■ Exercise 1 ■
According to the project page, how many members does Manna Project International's board currently have?
■ Exercise 2 ■
Please say whether each statement agrees with the project page: (a) The project was completed in 2013. (b) The pro bono time ran over six months. (c) Every current board member was once involved with MPI.
■ Exercise 3 ■
Reproduce the project page word for word from "40–50 hours" to "international development field.".

#### Page text

Community and Service

Board Member Search Strategy

A project for Manna Project International

Success!
Project completed on
Feb. 12, 2013

Pro Bono Time

40–50 hours
over 3 months

Details

Manna Project International (MPI) is looking to conduct a strategic board expansion/revamp as it transitions into its next stage of growth. Currently, MPI has a six-member board, including the Executive Director, all of whom are young professionals and all of whom were formerly involved with MPI as volunteers/staff. While MPI does need to increase the fundraising capacity of its board, it also needs strategic leadership to help it continue its international and domestic expansion and continue its transition from a startup organization to a leader in the youth-led international development field.

We are looking for a professional who can help us construct a framework for conducting this expansion/search, including identifying organizational leadership needs/leadership priorities, assessing current strengths and weaknesses, formulating an ideal board size/composition, and both helping identify potential candidates and advising staff and board leadership about how to conduct such outreach themselves.

If you have any additional questions about MPI and/or this project, please don't hesitate to ask.

Description

A board member search strategy helps an organization build a strong board of directors that is committed to furthering the organization's mission. The right board members substantively contribute time, knowledge, talent, and resources, as well as provide informed directives to an organization's staff. This project helps an organization understand its needs, develop an ideal board structure, and identify the types of skills, expertise, and characteristics of potential board members.

########
#### Extracted material

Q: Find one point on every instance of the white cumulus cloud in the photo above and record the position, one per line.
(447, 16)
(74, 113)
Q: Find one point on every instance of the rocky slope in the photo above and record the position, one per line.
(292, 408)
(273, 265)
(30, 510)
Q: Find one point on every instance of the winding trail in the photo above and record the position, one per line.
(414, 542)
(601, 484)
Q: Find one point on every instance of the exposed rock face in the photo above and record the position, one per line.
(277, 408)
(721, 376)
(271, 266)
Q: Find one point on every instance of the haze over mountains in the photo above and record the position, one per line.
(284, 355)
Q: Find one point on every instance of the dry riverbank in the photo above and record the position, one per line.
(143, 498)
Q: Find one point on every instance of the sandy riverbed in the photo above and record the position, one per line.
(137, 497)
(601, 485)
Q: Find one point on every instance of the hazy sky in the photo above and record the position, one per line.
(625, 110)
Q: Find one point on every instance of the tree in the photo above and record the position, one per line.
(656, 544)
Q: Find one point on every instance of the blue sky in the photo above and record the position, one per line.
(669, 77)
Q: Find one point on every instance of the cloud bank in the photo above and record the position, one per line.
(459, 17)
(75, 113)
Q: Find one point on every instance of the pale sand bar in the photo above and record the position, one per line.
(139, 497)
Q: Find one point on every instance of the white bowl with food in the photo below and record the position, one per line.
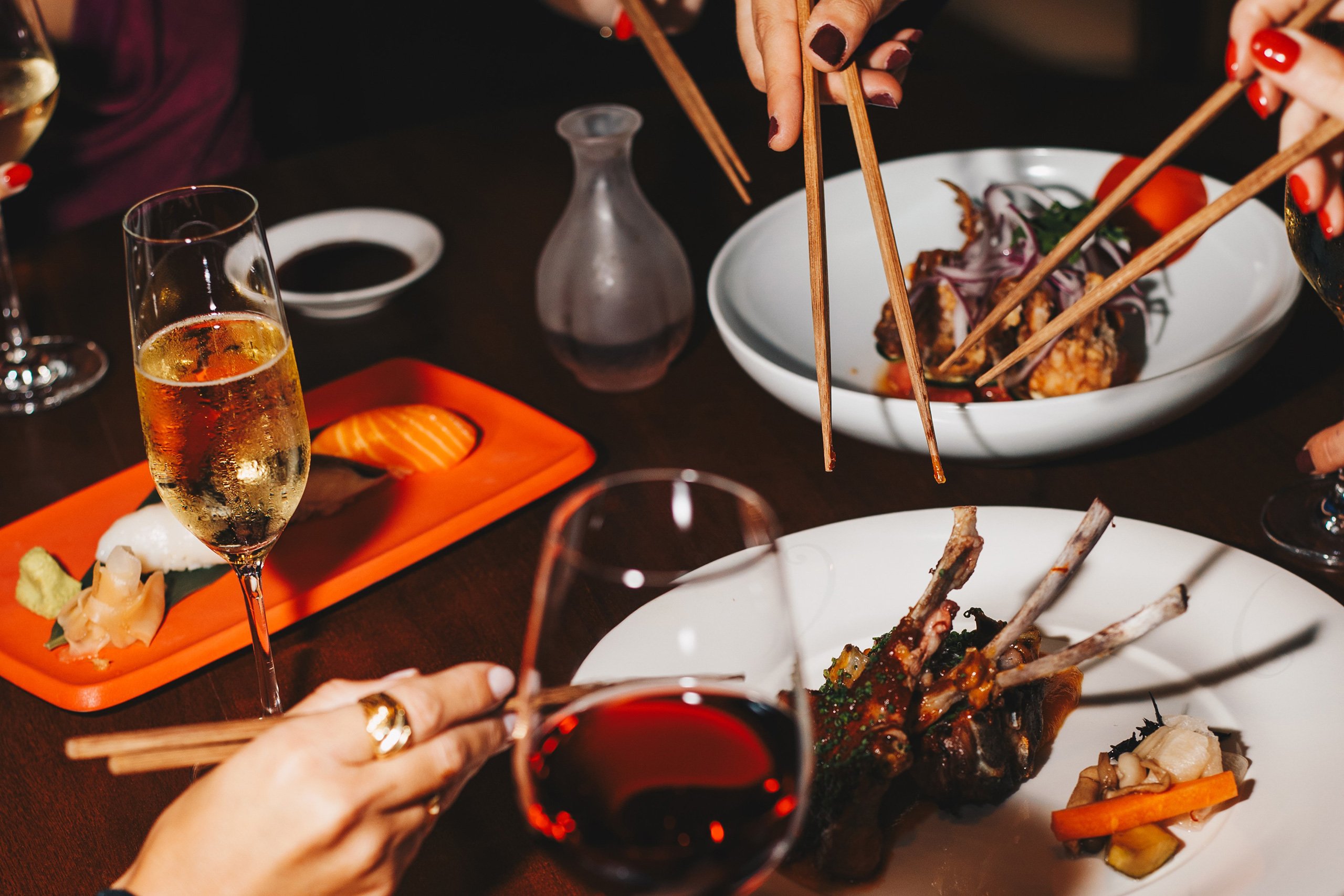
(1211, 313)
(349, 262)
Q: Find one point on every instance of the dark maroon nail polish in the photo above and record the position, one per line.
(828, 44)
(898, 59)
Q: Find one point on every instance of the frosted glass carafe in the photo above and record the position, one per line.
(613, 287)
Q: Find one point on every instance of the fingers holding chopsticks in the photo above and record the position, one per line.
(435, 704)
(1311, 73)
(768, 38)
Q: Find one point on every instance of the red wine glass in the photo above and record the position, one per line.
(683, 766)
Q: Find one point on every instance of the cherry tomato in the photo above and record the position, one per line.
(1170, 198)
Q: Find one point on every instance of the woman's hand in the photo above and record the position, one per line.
(304, 810)
(14, 178)
(768, 37)
(1312, 75)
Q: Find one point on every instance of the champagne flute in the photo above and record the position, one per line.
(35, 371)
(219, 399)
(1307, 518)
(687, 772)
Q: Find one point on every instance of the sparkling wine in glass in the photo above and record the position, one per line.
(687, 770)
(1307, 518)
(35, 371)
(221, 406)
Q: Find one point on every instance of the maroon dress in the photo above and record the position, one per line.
(151, 100)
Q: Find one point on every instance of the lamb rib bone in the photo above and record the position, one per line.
(1115, 636)
(1076, 551)
(971, 679)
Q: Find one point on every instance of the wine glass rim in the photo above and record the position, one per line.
(635, 578)
(185, 191)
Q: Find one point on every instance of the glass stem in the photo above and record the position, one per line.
(249, 577)
(14, 333)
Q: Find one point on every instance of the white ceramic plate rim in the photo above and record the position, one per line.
(1284, 304)
(1277, 841)
(354, 296)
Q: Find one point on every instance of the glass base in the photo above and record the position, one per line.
(49, 370)
(1295, 520)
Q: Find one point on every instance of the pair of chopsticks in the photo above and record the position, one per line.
(692, 101)
(210, 743)
(1166, 248)
(886, 245)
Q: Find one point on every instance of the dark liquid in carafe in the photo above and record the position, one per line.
(337, 268)
(623, 367)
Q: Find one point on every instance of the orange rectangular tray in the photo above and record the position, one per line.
(522, 456)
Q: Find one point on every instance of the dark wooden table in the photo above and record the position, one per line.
(496, 186)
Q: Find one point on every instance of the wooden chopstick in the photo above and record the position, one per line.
(1172, 242)
(816, 238)
(1209, 111)
(213, 742)
(890, 257)
(689, 94)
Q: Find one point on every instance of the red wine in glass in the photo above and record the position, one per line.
(667, 790)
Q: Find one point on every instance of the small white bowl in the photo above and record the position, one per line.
(1229, 301)
(412, 234)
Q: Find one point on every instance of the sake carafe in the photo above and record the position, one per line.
(613, 287)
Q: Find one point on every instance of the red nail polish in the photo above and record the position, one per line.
(1256, 96)
(18, 175)
(1328, 227)
(1301, 195)
(1276, 50)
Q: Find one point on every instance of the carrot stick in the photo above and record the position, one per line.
(1107, 817)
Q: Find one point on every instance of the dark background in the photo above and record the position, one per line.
(327, 71)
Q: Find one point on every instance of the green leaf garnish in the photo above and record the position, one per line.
(1054, 224)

########

■ Response area 1 ■
Six, including the Executive Director.

■ Response area 2 ■
(a) Yes: "Project completed on Feb. 12, 2013".
(b) No: "40–50 hours over 3 months".
(c) Yes: "all of whom were formerly involved with MPI as volunteers/staff".

■ Response area 3 ■
40–50 hours
over 3 months

Details

Manna Project International (MPI) is looking to conduct a strategic board expansion/revamp as it transitions into its next stage of growth. Currently, MPI has a six-member board, including the Executive Director, all of whom are young professionals and all of whom were formerly involved with MPI as volunteers/staff. While MPI does need to increase the fundraising capacity of its board, it also needs strategic leadership to help it continue its international and domestic expansion and continue its transition from a startup organization to a leader in the youth-led international development field.